(The records):
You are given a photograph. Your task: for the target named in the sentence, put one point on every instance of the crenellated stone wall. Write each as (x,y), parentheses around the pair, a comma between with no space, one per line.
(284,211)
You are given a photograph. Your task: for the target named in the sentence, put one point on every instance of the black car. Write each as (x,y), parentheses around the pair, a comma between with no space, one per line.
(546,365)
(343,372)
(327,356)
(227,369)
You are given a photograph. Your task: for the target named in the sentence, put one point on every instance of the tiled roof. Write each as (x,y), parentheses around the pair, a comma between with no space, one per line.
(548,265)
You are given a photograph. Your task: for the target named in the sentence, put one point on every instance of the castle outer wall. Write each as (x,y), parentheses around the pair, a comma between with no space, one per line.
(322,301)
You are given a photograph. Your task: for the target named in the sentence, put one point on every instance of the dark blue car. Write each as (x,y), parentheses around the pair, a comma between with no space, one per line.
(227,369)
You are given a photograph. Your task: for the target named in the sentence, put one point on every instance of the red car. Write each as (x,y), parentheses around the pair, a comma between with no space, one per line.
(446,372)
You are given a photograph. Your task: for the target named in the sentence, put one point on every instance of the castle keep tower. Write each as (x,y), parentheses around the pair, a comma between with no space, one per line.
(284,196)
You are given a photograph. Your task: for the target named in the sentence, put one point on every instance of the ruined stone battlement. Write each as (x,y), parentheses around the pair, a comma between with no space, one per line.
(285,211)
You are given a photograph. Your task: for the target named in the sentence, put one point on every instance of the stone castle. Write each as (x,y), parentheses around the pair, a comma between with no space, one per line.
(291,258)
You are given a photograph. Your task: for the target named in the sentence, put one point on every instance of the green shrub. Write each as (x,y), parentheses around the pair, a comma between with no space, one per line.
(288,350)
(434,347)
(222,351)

...

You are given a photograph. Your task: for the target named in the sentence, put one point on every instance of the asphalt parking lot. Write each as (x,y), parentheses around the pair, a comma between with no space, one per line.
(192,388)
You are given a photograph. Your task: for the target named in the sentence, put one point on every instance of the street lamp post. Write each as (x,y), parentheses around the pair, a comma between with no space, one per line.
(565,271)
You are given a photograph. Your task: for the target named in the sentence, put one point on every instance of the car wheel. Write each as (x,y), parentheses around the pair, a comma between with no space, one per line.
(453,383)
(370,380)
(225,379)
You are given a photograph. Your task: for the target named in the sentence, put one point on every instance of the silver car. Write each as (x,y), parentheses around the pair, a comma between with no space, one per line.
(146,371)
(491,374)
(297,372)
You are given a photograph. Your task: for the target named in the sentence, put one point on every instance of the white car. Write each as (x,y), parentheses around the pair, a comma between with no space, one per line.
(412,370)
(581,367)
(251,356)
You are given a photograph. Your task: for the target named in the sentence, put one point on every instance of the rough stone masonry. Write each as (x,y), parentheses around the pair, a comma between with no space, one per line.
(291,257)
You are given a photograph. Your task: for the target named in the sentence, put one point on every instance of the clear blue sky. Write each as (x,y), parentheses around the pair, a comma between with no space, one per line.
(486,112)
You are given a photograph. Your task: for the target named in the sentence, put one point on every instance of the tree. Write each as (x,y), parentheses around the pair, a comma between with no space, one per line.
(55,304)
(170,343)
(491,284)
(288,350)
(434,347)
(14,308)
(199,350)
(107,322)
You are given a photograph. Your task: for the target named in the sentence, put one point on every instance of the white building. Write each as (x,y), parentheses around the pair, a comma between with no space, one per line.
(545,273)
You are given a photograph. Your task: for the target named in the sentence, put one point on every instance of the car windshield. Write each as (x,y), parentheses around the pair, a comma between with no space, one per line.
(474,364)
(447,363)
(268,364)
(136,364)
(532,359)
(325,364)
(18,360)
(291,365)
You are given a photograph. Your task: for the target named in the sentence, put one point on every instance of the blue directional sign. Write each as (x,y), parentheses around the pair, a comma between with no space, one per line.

(What you should do): Count the lines above that contain the word "wall". Reply with the number alone.

(Correct output): 2